Below are records to write out again, exactly as they read.
::::
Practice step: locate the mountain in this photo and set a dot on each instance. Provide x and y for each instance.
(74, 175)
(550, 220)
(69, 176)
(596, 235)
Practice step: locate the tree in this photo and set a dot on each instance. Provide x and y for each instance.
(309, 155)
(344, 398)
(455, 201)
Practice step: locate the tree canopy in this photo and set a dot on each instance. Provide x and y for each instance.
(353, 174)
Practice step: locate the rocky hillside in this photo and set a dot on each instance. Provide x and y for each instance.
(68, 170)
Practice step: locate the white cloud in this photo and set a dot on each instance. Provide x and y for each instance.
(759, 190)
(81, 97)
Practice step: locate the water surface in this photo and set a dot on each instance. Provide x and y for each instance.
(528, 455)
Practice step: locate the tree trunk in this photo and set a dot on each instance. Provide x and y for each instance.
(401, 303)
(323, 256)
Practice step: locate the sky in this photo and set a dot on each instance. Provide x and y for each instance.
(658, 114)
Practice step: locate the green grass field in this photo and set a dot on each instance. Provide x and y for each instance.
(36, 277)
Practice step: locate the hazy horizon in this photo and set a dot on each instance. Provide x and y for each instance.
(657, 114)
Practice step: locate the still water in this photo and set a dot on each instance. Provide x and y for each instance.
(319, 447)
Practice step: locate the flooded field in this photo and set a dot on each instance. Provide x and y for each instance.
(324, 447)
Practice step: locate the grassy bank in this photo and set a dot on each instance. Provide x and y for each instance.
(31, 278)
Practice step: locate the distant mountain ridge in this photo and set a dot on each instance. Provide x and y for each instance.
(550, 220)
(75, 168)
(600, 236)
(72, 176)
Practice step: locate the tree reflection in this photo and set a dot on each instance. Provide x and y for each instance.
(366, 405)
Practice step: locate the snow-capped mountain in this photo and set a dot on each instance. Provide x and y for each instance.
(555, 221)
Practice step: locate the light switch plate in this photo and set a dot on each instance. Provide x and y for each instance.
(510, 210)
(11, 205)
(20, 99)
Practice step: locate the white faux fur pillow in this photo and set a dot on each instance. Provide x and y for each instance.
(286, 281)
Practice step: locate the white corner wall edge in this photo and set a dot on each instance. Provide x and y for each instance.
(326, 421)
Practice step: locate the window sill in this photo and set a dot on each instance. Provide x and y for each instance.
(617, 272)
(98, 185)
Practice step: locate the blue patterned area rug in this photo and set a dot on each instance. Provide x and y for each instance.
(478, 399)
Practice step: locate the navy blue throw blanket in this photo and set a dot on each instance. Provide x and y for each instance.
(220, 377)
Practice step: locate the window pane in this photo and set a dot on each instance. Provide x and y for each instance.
::::
Task result.
Practice step: locate the mountain in this photo and set a dot on each instance. Provide x and y for each instance.
(74, 175)
(550, 220)
(69, 176)
(596, 235)
Practice step: locate the tree in this photo and set a dot on each instance. Provide x and y for each instance.
(309, 155)
(344, 398)
(455, 201)
Practice step: locate the tree canopy in this photo and set a dot on each instance. Provide x and y for each instance.
(353, 174)
Practice step: locate the rocky hillside in this photo and set a dot on each instance. Provide x and y for each instance.
(68, 170)
Practice step: locate the white cloud in this photo and set a dot on each instance. Provide x and y for each instance.
(759, 190)
(81, 97)
Practice step: locate the water surface in this photo and set a dot on each instance. Provide x and y for each instance.
(528, 455)
Practice step: locate the tree trunk in this photo and set a dot on each instance. Provide x and y for each instance.
(401, 303)
(323, 256)
Practice step: locate the sky in this photo and set a dot on each instance. Provide x and y for each instance.
(658, 114)
Practice step: locate the green grass field in this photo and set a dot on each instance. Provide x and y for each instance.
(36, 277)
Practice step: locate the hazy horizon in this photo and set a dot on each instance. Provide x and y for each instance.
(657, 114)
Practice step: locate the still water in this photo and set a dot on each instance. Provide x and y for each instance.
(319, 447)
Practice step: locate the flooded field in this photo and set a dot on each instance. Provide x and y for each instance.
(324, 447)
Practice step: locate the grassy bank in this photo and set a dot on each instance. Provide x and y for each instance.
(31, 278)
Practice step: locate the distant mountain ridge in this photo and set a dot on each instance. Provide x and y for each instance.
(550, 220)
(75, 168)
(600, 236)
(72, 176)
Practice step: locate the tree reflection in this photo and set a dot on each instance. Provide x and y for each instance.
(366, 405)
Practice step: locate the snow-capped mountain in this photo and set a dot on each instance. Provide x and y for each instance.
(555, 221)
Practice step: locate the light switch plate in this photo and set a dot on each instance. Provide x and y for each instance.
(510, 210)
(11, 205)
(20, 99)
Practice step: locate the white faux fur pillow in this photo and set a dot on each instance. Provide x and y for each instance.
(286, 281)
Practice step: locate the white corner wall edge in this photo and set a dot on each instance. Provide x and y for each instance.
(326, 421)
Practice step: locate the window sill in this photo and set a dot on each instance. Provide x and y for each instance.
(617, 272)
(98, 185)
Practice step: locate the blue patterned area rug in this photo and set a dot on each instance. Provide x and y for each instance.
(478, 399)
Practice step: locate the navy blue throw blanket in this photo and set a dot on each instance. Provide x and y for each instance.
(220, 377)
Practice step: locate the window pane in this photo and set a dot on each instance. Provide x and y for each instance.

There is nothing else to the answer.